→ TRY IT:
All lines of the material below that include the string "foliage" are to be copied.

→ SOURCE DATA:
....................

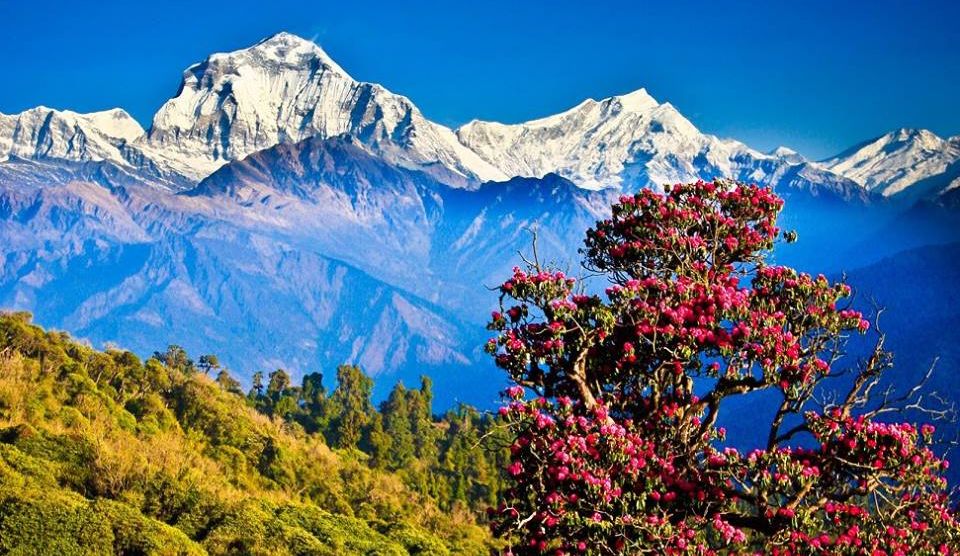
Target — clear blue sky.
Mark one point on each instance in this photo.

....................

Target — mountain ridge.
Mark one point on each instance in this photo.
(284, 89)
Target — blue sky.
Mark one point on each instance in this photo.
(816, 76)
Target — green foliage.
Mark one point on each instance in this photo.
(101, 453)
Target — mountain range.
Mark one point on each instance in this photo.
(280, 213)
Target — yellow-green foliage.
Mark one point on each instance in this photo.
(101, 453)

....................

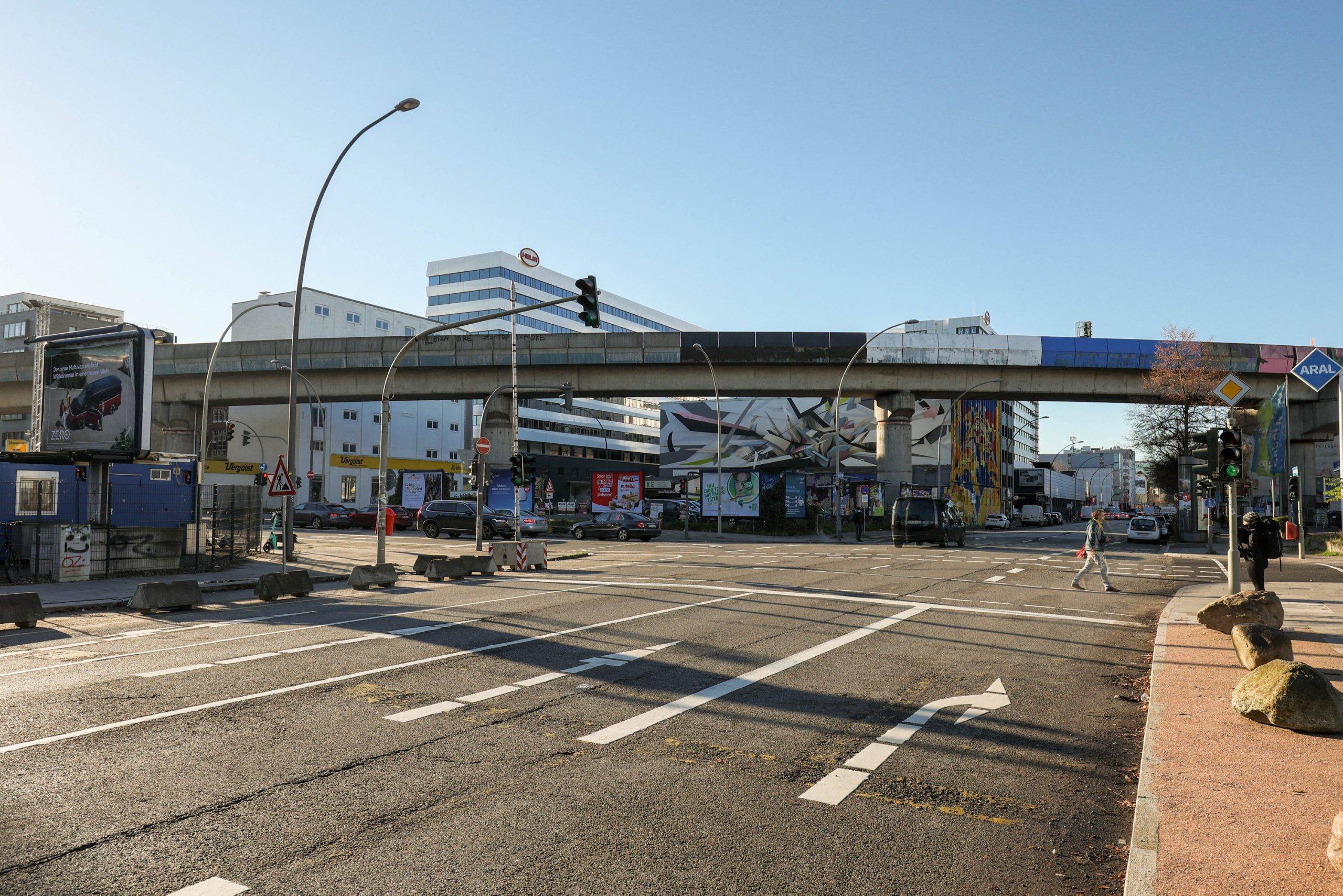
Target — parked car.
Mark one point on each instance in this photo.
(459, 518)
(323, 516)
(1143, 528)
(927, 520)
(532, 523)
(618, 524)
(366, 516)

....................

→ OUTPUT FOR THIS TASK:
Target — green foliage.
Target — yellow-green foliage.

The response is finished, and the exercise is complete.